DIRECTION
Please reproduce the rows below word for word, beginning at the line that has "Annotation round 2 (review). The target object is sky." and stopping after the line that has "0,0,419,111".

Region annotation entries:
((

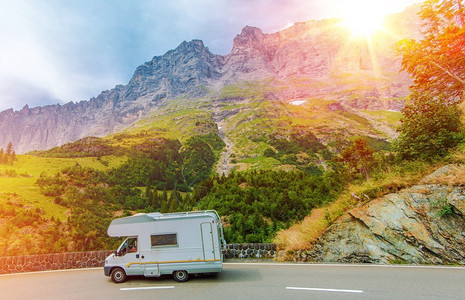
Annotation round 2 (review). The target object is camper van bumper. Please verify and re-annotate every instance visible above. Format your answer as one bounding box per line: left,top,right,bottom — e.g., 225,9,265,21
103,266,111,276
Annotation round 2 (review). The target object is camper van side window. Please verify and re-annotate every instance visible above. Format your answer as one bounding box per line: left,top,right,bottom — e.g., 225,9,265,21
150,233,178,247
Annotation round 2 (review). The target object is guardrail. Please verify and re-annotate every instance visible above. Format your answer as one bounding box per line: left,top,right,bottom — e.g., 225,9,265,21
0,244,276,274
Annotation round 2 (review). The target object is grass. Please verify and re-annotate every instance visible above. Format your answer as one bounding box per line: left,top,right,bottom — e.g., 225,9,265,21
363,110,402,128
0,155,125,220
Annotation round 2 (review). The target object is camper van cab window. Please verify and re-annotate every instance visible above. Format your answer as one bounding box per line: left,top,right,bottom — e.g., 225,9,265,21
118,238,137,256
150,233,178,247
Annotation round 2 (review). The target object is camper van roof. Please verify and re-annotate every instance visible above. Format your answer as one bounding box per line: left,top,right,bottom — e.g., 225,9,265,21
110,210,220,225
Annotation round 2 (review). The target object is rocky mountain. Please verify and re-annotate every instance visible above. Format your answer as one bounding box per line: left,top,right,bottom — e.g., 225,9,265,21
298,165,465,265
0,8,419,153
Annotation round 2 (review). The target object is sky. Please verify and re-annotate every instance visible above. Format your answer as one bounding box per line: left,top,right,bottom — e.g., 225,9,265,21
0,0,419,111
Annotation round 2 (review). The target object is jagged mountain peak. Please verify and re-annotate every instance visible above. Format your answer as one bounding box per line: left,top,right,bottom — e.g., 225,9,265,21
0,5,415,153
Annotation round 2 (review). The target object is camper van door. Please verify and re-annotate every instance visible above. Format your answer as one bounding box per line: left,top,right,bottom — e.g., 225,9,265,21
200,222,215,261
117,237,143,275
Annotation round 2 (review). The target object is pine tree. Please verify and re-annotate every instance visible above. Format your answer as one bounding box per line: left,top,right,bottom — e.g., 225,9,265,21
397,0,465,101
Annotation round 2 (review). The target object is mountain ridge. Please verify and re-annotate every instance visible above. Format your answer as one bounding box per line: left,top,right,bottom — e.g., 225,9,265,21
0,5,418,153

))

RESULT BELOW
Annotation round 2 (review). The target object is sky. Please verify and re-annotate every instance visible above. Format your answer as one bounding box per line: left,top,right,bottom — e.g., 225,9,265,21
0,0,419,111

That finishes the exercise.